§ **Excerpted passage**
# Official NC mini Meet August 16th



## The Drake (Apr 3, 2007)

Alright the 16th of August after church it is! 

Where: Wake Forest, NC
When: 1:00pm

There will be food for lunch (haven't decided what yet) so if your coming RSVP with me or there wont be enough. No need to bring anything if you are gonna come. We are meeting at my dads place since he has a much bigger place than I do. The swimming pool will be open so feel free to bring your swim suits. Those that can come either reply in here or shoot me over a PM. Once the time comes closer I will PM/email everyone with address and directions that can come.

So far I have Jason (bertholomey) and John (minibox) confirmed to come.


----------



## bertholomey (Dec 27, 2007)

I will be there for sure. I sent PM's to J-Man and Sam.


----------



## saMxp (Jun 22, 2007)

Unless something crazy comes up, I am so gonna be there. Probably around around 3-ish, if that's cool.


----------



## The Drake (Apr 3, 2007)

saMxp said:


> Unless something crazy comes up, I am so gonna be there. Probably around around 3-ish, if that's cool.


That will be great, glad you will be able to make it out!


----------



## thehatedguy (May 4, 2007)

I dunno if I could make a drive like that on sunday...but I'll pass it a long to some folks in Wake Forest that might would be interested. One of the fellows has a shop in WF and has a really really nice HAT install in his WRX.


----------



## The Drake (Apr 3, 2007)

thehatedguy said:


> I dunno if I could make a drive like that on sunday...but I'll pass it a long to some folks in Wake Forest that might would be interested. One of the fellows has a shop in WF and has a really really nice HAT install in his WRX.

§ **Problem set**
A: Decide whether each statement below agrees with the meetup thread, answering yes or no and quoting the words of the thread that settle it: (i) The meet is set to start at 1:00pm. (ii) Those attending are asked to bring food for lunch. (iii) The meet will take place at the original poster's own home.
B: Transcribe the part of the meetup thread between "So far I have" and "J-Man and Sam.", inclusive.
Answer using only the meetup thread.

§ **Listed entries**
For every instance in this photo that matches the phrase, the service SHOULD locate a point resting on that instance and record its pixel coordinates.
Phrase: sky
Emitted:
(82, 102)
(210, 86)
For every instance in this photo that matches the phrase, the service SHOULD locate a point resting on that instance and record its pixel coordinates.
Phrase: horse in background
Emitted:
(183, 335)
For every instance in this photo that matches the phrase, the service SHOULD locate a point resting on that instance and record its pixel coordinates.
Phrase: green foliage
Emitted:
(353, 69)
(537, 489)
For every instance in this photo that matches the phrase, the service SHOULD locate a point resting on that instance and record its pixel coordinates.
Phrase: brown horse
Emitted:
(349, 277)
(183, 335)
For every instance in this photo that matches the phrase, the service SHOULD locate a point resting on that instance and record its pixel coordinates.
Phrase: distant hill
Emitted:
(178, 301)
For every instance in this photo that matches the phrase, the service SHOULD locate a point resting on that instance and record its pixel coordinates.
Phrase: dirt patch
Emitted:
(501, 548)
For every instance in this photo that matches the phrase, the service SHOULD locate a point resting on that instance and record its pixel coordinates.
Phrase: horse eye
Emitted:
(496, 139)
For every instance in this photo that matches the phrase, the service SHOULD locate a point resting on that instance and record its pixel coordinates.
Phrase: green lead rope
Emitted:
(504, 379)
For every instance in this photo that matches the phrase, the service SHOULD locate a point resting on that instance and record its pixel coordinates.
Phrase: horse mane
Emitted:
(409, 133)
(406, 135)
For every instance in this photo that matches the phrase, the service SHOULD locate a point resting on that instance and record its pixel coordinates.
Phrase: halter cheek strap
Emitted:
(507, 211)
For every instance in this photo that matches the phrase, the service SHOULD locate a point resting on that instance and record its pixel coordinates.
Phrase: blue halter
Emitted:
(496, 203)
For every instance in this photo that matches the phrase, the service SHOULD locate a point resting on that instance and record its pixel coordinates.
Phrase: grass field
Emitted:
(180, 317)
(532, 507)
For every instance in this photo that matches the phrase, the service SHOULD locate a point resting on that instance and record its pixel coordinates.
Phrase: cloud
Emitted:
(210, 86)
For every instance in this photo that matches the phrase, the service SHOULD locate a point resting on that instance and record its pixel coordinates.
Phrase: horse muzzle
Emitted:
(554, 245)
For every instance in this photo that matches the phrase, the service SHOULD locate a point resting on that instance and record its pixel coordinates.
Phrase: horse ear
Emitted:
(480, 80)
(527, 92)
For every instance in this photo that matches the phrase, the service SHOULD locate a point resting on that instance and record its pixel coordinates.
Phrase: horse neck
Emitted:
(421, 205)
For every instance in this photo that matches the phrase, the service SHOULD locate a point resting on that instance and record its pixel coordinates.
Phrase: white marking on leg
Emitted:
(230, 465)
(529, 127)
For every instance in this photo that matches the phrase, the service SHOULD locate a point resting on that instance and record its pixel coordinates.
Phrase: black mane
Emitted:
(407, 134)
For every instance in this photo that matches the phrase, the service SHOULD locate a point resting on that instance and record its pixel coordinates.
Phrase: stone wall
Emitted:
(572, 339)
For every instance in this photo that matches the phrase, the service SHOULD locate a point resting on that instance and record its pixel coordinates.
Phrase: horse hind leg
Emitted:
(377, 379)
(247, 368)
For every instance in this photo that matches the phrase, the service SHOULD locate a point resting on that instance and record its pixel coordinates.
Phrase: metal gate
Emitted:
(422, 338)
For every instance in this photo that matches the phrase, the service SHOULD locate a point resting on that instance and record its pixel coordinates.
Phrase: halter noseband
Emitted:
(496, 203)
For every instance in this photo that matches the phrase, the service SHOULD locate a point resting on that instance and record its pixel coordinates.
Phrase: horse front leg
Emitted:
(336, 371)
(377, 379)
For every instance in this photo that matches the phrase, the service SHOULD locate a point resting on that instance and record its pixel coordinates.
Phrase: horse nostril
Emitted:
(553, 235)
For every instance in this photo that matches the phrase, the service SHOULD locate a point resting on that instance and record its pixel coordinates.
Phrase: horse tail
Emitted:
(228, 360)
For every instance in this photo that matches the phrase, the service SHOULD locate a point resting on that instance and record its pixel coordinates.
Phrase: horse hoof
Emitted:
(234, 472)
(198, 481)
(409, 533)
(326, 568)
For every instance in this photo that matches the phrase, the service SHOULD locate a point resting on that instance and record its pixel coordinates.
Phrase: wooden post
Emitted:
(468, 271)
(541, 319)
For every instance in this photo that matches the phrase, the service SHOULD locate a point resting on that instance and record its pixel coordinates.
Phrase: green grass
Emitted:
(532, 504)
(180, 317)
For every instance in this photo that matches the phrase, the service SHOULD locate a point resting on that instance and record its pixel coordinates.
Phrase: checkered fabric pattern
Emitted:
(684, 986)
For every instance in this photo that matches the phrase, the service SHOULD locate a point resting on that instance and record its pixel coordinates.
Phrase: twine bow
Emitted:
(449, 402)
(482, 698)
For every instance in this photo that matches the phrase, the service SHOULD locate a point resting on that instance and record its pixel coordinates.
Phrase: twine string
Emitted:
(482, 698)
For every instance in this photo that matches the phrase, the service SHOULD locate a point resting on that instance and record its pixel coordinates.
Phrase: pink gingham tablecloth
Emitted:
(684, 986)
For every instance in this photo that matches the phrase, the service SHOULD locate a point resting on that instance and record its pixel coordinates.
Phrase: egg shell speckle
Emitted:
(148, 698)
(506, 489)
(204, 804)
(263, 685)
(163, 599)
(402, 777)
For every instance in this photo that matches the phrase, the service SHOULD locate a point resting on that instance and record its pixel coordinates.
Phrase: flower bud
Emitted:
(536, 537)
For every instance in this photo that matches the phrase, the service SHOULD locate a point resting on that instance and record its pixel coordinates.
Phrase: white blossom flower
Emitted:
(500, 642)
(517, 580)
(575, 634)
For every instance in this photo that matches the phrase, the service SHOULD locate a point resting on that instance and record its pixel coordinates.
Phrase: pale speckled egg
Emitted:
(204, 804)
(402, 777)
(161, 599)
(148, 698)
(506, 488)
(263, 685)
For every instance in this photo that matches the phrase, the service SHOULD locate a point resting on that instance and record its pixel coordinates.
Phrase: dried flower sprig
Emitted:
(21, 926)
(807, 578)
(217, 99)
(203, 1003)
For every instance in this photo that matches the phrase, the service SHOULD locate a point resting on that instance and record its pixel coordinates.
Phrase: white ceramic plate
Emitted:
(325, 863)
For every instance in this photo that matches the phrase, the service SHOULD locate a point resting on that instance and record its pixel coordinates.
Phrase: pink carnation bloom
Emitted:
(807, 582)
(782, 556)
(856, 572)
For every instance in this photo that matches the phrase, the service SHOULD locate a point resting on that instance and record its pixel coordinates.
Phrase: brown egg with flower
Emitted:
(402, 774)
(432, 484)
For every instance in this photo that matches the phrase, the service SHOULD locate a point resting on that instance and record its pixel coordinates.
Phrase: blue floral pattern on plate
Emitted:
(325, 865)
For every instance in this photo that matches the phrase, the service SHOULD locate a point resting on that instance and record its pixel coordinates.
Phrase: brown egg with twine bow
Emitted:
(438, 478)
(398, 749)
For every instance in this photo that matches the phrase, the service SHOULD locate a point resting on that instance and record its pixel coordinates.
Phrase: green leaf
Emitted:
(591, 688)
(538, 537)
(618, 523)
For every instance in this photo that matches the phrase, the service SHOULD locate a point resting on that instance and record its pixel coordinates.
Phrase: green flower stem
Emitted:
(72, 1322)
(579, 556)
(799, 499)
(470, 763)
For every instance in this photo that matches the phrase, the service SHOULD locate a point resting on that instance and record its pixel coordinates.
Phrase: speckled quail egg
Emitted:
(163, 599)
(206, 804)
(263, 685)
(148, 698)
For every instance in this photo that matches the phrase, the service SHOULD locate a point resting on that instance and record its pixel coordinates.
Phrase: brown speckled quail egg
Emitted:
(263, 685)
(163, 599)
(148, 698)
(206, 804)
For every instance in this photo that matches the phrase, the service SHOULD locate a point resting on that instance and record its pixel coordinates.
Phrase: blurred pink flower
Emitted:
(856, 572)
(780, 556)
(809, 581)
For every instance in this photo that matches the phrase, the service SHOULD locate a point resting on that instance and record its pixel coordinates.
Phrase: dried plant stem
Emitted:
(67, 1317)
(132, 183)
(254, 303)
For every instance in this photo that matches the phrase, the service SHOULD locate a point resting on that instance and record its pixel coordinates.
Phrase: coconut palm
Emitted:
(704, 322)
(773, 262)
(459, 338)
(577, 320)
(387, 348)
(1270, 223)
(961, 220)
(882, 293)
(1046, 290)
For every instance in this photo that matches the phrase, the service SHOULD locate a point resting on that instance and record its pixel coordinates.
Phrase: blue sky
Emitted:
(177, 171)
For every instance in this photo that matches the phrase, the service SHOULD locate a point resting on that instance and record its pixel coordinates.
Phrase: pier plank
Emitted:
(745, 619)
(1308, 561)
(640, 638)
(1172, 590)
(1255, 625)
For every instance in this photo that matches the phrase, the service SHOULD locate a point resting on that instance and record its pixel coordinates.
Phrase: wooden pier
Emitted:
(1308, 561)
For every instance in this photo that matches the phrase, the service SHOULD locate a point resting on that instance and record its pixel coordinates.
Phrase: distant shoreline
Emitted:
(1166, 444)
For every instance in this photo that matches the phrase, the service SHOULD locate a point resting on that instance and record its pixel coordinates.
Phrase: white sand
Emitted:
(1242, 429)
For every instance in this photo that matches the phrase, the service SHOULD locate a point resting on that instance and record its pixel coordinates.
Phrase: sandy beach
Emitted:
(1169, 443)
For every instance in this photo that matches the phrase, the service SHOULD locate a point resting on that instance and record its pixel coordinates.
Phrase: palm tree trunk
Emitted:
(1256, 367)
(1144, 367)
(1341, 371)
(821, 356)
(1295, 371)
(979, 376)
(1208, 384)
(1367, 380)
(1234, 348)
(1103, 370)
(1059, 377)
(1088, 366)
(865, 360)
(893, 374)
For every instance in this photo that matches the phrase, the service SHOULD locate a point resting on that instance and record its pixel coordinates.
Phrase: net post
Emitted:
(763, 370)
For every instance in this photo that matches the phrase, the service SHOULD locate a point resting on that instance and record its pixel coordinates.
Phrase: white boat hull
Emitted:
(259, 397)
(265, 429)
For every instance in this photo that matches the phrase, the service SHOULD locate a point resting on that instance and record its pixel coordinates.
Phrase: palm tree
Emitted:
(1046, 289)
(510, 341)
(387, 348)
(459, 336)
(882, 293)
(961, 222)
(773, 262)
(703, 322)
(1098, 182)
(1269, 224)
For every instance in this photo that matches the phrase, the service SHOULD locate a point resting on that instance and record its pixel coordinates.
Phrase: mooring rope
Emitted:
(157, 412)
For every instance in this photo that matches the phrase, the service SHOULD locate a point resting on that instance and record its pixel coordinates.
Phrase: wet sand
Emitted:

§ **Results for each task**
A:
(i) Yes: "When: 1:00pm"
(ii) No: "No need to bring anything if you are gonna come."
(iii) No: "We are meeting at my dads place since he has a much bigger place than I do."

B:
So far I have Jason (bertholomey) and John (minibox) confirmed to come.


----------



## bertholomey (Dec 27, 2007)

I will be there for sure. I sent PM's to J-Man and Sam.